• _MATERIAL SUPPLIED_
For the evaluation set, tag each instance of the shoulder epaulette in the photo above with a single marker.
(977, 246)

* * *

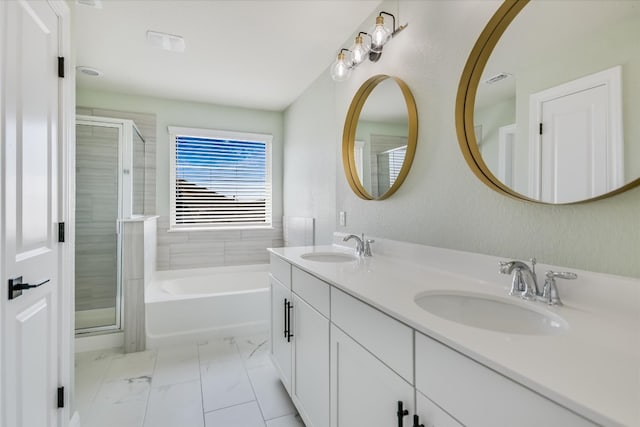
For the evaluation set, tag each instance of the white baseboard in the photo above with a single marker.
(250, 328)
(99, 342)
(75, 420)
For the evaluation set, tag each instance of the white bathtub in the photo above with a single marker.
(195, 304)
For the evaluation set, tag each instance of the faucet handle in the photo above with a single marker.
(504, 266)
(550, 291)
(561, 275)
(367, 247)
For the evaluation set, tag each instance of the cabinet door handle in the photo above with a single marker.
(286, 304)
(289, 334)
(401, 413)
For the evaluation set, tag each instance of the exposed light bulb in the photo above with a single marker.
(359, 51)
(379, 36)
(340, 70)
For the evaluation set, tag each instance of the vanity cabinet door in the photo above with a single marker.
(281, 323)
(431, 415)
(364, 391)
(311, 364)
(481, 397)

• _STATED PROBLEM_
Which rows above contain the string "door", with case counting? Collect each of those rows in full.

• _WRITTEN RESPONSE_
For the evaluation set, tag each instance of the cabinet door handle in the photo above with a single marker.
For the evaluation set, tag each instance of the vanity cabinet door in the photo above with a single marker.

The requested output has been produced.